- **EXERCISE BRIEF**:
Reproduce every one of the rows below word for word, leaving out the pictures.

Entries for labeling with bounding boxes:
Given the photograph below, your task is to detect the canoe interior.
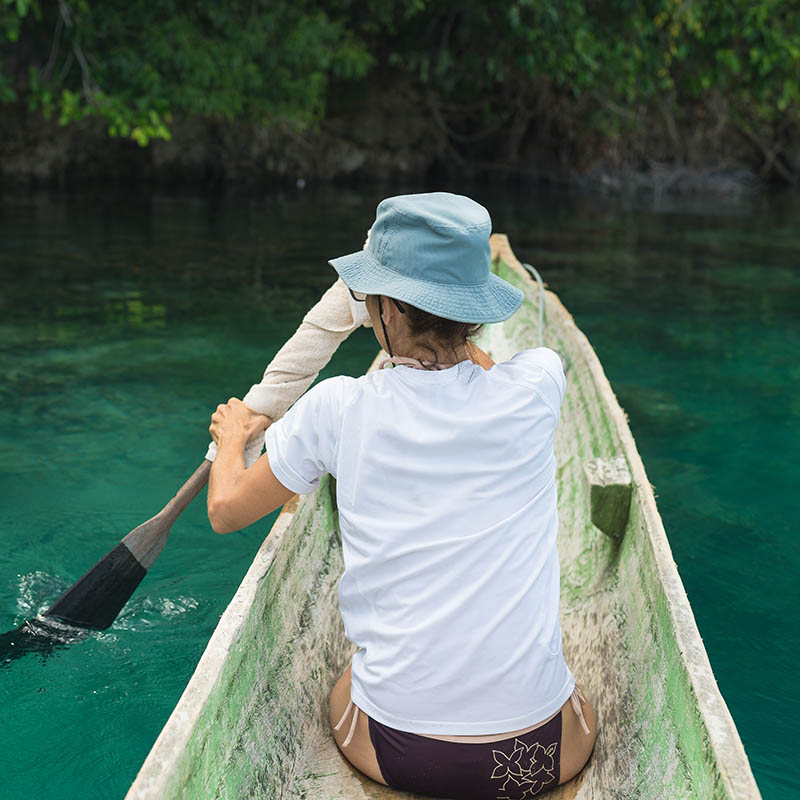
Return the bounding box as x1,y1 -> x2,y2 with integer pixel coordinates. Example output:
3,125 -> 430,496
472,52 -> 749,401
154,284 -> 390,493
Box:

- **TASK RESULT**:
Given the photograph below, your task is to detect the canoe interior.
Return the bounding box as x1,y1 -> x2,y2 with integer pixel coordinates. Example output:
3,125 -> 430,496
472,52 -> 749,401
154,284 -> 390,493
Box:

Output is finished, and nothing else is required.